PAGE »

__________________________________________________

# What a Mess!!



## Horrorfan33 (Jun 11, 2013)

Got a new projector!!..So, I'm going from an 84" screen to a 92" in my living room..I'm doing another DIY painted screen and wood frame...I used liquid nails and screws when installing my last wooden frame, so now I have fill in all the holes from the screws and the mess that the liquid nails left :hissyfit: I hate sanding around my electronics!!!!..I wrapped most of my stuff up pretty well and just covered up the rest :sweat:
But, I know it will be worth it when I'm done...just hope I can get it done before Dexter tonight


----------



## Mike Edwards (Mar 10, 2011)

very nice. just remember that you might even need to float the whole area to cover up those nail holes perfectly. you'd be surprised just how little divets in drywall show up under light


----------



## Horrorfan33 (Jun 11, 2013)

Mike Edwards said:


> very nice. just remember that you might even need to float the whole area to cover up those nail holes perfectly. you'd be surprised just how little divets in drywall show up under light


True..I guess anything worth doing, is worth doing right!!..Well, I guess I better get working:doh:


----------



## Mike Edwards (Mar 10, 2011)

Horrorfan33 said:


> True..I guess anything worth doing, is worth doing right!!..Well, I guess I better get working:doh:


:T


----------



## Tonto (Jun 30, 2007)

And stay away from the liquid nails this time!


----------



## Horrorfan33 (Jun 11, 2013)

Tonto said:


> And stay away from the liquid nails this time!


LOL, I know, I didn't really want to use it last time, but I was afraid the bass might rattle the screws loose or the boards would start to vibrate over time,so I wanted a nice tight fit to the wall...But, I learned my lesson this time


----------



## smjens (Jan 20, 2009)

I agree with Mike. Get a 12" trowel and some pre-mixed drywall compound, not the quick dry stuff. If you can scrape the compound that you've already applied to be quite flat, I suggest troweling 2 thin, but wide coats over the affected area, letting the compound dry between coats. If it needs sanding, you can wet sand it with a damp sponge, which will eliminate the dust problem. I know a lot of pros would never wet sand, but it does work well and is even recommended on many drywall compound container instructions. All of these supplies are cheap, probably under $25.


----------



## phillihp23 (Mar 14, 2012)

:wave:Enjoy, I know the feeling of drywall dust around electronics...been drilling and cutting sheetrock to add speaker outlets in my room. I hate doing it but in the end...the reward is worth it.


----------



## Owen Bartley (Oct 18, 2006)

__________________________________________________

GIVEN DATA »
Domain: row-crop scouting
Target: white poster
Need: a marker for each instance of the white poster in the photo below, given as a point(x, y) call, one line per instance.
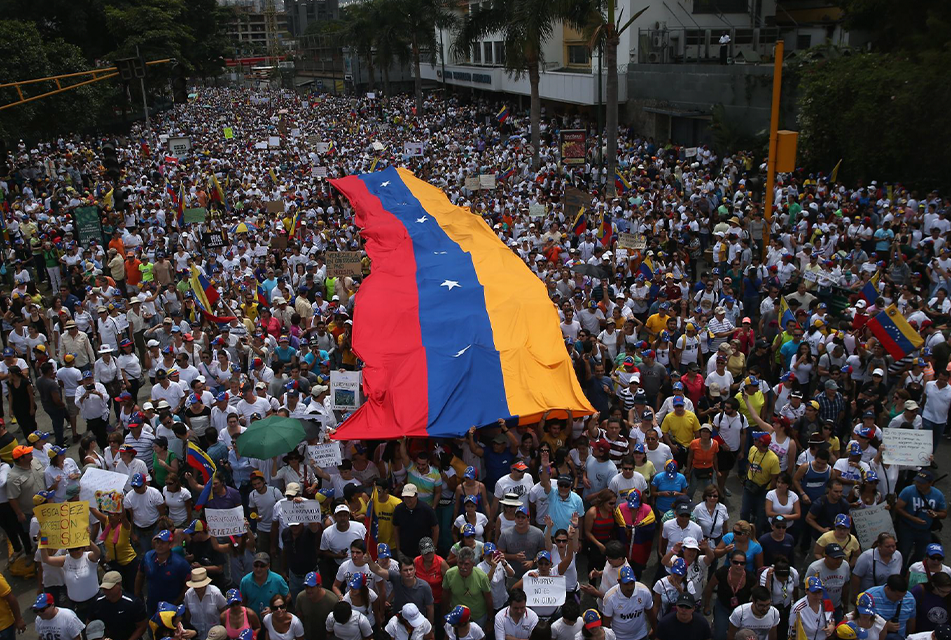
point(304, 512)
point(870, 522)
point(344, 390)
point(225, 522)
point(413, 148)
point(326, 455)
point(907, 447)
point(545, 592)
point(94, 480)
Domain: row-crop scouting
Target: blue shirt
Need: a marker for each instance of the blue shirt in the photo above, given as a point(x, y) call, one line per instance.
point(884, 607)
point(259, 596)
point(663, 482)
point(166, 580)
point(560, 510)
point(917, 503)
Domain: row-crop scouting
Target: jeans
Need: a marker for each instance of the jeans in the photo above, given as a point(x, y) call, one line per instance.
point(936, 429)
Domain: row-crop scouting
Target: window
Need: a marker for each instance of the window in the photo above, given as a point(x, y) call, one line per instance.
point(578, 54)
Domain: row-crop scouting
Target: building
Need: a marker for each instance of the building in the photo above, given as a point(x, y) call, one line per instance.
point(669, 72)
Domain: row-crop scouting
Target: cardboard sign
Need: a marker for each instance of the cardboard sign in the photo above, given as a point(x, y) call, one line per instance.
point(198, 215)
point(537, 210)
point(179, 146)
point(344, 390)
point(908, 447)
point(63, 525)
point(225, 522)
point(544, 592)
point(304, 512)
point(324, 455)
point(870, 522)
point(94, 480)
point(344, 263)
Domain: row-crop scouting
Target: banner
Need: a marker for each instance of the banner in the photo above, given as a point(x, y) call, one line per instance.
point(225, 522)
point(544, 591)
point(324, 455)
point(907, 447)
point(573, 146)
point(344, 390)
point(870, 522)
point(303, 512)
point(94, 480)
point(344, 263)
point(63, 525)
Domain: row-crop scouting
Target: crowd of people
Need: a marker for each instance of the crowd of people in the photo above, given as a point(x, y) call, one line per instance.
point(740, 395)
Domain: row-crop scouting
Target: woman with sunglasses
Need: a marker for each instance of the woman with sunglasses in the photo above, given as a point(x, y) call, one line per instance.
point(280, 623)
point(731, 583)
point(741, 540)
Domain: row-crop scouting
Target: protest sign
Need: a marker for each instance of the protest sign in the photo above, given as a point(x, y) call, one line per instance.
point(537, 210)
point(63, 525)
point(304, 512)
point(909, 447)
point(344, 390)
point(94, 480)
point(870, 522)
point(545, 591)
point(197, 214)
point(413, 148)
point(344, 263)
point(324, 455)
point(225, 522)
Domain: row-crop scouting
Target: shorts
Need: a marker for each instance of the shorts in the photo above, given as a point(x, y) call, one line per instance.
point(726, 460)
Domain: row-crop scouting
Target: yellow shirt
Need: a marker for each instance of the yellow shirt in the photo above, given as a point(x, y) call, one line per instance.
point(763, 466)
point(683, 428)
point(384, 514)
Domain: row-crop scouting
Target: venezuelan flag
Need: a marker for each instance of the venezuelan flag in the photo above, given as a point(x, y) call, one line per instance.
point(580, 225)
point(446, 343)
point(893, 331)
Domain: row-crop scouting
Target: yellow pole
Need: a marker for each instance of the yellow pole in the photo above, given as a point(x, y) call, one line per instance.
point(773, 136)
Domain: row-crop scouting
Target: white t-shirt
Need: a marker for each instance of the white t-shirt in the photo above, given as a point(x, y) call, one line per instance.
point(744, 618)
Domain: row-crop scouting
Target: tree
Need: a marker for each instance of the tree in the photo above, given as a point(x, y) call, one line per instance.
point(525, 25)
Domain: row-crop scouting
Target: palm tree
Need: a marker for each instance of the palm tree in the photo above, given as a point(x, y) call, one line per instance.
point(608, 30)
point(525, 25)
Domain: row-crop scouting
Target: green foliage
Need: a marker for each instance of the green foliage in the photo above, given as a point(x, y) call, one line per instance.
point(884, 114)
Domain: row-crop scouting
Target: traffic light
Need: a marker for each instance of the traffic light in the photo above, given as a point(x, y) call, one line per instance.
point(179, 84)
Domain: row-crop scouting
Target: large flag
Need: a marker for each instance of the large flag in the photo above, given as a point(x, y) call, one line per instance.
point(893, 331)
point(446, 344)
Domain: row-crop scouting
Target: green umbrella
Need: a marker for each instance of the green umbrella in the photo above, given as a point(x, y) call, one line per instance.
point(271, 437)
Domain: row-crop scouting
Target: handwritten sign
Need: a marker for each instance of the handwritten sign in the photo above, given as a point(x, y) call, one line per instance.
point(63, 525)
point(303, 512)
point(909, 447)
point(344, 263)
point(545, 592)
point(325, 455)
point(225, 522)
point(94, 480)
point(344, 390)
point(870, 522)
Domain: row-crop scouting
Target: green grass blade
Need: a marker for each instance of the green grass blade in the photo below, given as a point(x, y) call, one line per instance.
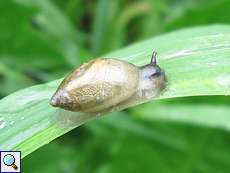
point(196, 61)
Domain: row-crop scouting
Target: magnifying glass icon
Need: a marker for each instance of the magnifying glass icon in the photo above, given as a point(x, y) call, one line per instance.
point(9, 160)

__________________________________________________

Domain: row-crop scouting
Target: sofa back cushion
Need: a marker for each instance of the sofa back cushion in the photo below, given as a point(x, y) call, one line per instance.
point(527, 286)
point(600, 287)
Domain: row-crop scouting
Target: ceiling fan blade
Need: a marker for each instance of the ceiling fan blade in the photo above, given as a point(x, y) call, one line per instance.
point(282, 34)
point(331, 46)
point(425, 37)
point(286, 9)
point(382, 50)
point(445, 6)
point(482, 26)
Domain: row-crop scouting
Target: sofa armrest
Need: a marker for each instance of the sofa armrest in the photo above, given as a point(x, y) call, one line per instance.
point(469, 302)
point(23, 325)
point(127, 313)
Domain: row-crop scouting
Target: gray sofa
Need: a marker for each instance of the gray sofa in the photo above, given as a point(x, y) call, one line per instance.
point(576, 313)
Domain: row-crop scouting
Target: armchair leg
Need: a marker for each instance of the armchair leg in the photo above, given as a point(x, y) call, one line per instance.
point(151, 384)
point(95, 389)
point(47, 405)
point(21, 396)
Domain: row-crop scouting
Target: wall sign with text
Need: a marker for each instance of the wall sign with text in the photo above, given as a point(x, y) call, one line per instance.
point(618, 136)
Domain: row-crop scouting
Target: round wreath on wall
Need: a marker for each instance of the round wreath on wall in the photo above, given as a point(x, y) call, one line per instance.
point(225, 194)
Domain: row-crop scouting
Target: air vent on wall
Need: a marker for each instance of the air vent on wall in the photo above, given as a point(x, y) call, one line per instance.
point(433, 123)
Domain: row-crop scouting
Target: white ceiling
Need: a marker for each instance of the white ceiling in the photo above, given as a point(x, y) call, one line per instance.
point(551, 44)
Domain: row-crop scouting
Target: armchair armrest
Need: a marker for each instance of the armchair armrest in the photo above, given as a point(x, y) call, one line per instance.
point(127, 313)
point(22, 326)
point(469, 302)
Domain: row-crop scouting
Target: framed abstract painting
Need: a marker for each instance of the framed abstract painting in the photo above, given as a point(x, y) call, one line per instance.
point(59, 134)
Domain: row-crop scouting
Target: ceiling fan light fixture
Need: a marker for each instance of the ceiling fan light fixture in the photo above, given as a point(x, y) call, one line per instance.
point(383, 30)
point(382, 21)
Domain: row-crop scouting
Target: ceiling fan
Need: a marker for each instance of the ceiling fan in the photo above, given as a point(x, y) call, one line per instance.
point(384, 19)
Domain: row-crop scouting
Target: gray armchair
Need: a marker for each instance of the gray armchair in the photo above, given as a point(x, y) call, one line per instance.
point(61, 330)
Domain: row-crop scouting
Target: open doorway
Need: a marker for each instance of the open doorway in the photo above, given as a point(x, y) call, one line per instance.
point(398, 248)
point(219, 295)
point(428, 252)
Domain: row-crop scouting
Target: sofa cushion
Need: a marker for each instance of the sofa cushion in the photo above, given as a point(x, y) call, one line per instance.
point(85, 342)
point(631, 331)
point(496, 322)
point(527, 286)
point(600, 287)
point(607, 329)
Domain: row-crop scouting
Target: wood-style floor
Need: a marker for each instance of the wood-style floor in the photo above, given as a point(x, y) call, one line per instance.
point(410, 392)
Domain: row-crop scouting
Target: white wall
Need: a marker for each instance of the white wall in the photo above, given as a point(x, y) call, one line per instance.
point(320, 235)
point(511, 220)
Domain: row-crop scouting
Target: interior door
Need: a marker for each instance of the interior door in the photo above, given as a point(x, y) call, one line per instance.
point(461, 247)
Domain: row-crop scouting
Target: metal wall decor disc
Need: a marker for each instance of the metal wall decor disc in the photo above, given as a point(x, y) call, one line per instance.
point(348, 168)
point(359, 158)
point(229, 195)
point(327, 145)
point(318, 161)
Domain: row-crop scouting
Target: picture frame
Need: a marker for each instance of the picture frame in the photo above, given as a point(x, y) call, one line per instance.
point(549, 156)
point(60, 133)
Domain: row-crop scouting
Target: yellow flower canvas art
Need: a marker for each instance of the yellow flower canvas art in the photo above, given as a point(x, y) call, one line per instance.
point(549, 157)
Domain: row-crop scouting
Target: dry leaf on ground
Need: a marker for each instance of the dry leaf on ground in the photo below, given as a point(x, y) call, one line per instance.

__________________________________________________

SET PROBLEM 1 »
In the projector screen thread:
(a) What size screen is Horrorfan33 moving up to?
(b) What did Horrorfan33 fear would happen without liquid nails the last time?
(c) What does smjens say the needed supplies would probably cost?
SET PROBLEM 2 » From the projector screen thread, quote the passage from "## phillihp23 (Mar" up to and including "(Oct 18, 2006)".
Use only the thread, not the records, to respond.

FINAL RESULT 1 »
(a) A 92" screen.
(b) That the bass might rattle the screws loose or the boards would start to vibrate over time.
(c) Probably under $25.

FINAL RESULT 2 »
## phillihp23 (Mar 14, 2012)

:wave:Enjoy, I know the feeling of drywall dust around electronics...been drilling and cutting sheetrock to add speaker outlets in my room. I hate doing it but in the end...the reward is worth it.


----------



## Owen Bartley (Oct 18, 2006)